═══ Data provided
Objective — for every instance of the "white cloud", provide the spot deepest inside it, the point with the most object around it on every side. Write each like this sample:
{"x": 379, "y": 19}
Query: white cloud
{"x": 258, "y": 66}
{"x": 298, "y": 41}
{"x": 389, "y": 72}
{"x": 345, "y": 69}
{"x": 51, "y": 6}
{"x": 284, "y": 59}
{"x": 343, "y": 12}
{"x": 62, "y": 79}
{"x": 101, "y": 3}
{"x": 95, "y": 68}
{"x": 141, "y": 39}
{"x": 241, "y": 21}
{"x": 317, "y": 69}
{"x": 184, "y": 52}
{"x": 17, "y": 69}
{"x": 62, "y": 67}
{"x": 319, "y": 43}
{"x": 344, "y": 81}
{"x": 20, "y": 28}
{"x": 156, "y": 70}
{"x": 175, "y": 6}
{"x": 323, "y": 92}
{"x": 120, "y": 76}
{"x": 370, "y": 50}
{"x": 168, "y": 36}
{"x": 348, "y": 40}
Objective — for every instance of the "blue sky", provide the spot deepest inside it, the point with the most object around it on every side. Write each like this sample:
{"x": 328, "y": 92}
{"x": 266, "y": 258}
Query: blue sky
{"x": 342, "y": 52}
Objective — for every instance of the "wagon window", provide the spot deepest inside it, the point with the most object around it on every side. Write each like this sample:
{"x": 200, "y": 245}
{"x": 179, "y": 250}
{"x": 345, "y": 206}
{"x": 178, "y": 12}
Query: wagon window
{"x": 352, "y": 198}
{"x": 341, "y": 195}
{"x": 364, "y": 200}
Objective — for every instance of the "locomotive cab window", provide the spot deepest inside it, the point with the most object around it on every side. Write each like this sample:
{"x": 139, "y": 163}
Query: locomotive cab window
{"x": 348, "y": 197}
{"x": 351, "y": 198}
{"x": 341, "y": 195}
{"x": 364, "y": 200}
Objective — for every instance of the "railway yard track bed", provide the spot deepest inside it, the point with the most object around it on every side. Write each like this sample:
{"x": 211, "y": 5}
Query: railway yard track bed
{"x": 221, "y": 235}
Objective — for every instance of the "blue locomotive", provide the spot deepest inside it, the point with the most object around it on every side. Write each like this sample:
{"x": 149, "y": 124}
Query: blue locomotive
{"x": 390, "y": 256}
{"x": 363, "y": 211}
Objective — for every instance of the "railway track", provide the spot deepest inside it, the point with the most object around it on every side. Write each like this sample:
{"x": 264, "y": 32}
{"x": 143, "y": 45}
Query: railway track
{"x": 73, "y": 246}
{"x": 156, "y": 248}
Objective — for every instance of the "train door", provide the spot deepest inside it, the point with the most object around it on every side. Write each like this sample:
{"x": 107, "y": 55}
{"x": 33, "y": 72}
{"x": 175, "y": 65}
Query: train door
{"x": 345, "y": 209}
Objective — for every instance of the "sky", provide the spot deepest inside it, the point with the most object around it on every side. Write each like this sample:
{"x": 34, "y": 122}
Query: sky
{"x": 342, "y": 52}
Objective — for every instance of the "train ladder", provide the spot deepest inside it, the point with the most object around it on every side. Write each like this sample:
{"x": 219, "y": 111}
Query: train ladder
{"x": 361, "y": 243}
══════
Instructions to follow.
Without changing a word, restate the whole listing.

Solution.
Objective — for every instance of the "white cloud", provide the spot deepest inside it, the point with the most object around it on every side. Write each like this sample:
{"x": 379, "y": 19}
Query: white cloud
{"x": 258, "y": 66}
{"x": 298, "y": 41}
{"x": 389, "y": 72}
{"x": 345, "y": 69}
{"x": 51, "y": 6}
{"x": 284, "y": 59}
{"x": 343, "y": 12}
{"x": 62, "y": 79}
{"x": 101, "y": 3}
{"x": 95, "y": 68}
{"x": 141, "y": 39}
{"x": 241, "y": 21}
{"x": 317, "y": 69}
{"x": 184, "y": 52}
{"x": 17, "y": 69}
{"x": 62, "y": 67}
{"x": 319, "y": 43}
{"x": 344, "y": 81}
{"x": 20, "y": 28}
{"x": 156, "y": 70}
{"x": 175, "y": 6}
{"x": 323, "y": 92}
{"x": 120, "y": 76}
{"x": 370, "y": 50}
{"x": 168, "y": 36}
{"x": 348, "y": 40}
Objective — for every instance of the "blue sky", provide the spot deepest inside it, the point with the most object around it on every side. Write each like this sample:
{"x": 328, "y": 92}
{"x": 266, "y": 258}
Query: blue sky
{"x": 342, "y": 52}
Objective — for every instance of the "wagon window", provide the spot deepest inside it, the point with the most object around it on every side. Write each like this sample:
{"x": 200, "y": 245}
{"x": 179, "y": 250}
{"x": 345, "y": 206}
{"x": 178, "y": 12}
Query: wagon window
{"x": 352, "y": 198}
{"x": 341, "y": 195}
{"x": 364, "y": 200}
Objective — for every instance of the "locomotive cab window", provide the spot deepest inside it, the point with the most object around it on every side. Write each like this sample:
{"x": 139, "y": 163}
Query: locomotive cab window
{"x": 348, "y": 197}
{"x": 351, "y": 198}
{"x": 341, "y": 195}
{"x": 364, "y": 200}
Objective — for every instance of the "railway yard track bed", provide the spot deepest inside it, the point with the most object around it on every side. Write each like this sample:
{"x": 211, "y": 5}
Query: railway yard track bed
{"x": 221, "y": 235}
Objective — for every instance of the "blue locomotive", provide the spot deepest inside it, the point with the most object around it on every side. Write each like this sample:
{"x": 149, "y": 124}
Query: blue locomotive
{"x": 390, "y": 256}
{"x": 363, "y": 211}
Objective — for every instance of the "railway track", provide the spot deepest inside it, the point with the most object around it on every side. Write each like this sample:
{"x": 264, "y": 32}
{"x": 143, "y": 45}
Query: railway track
{"x": 73, "y": 246}
{"x": 156, "y": 248}
Objective — for every instance of the "train door", provide the spot deepest inside it, the point with the most object around it on every side. Write each like this sample:
{"x": 107, "y": 55}
{"x": 33, "y": 72}
{"x": 175, "y": 65}
Query: train door
{"x": 345, "y": 209}
Objective — for every instance of the "sky", provide the spot deepest inside it, the point with the most object around it on every side. Write each like this sample:
{"x": 34, "y": 122}
Query: sky
{"x": 342, "y": 52}
Objective — for every instance of the "train ladder", provide the spot deepest inside it, the point with the most object around it on every side. Write each like this sample:
{"x": 219, "y": 111}
Query: train ladder
{"x": 361, "y": 243}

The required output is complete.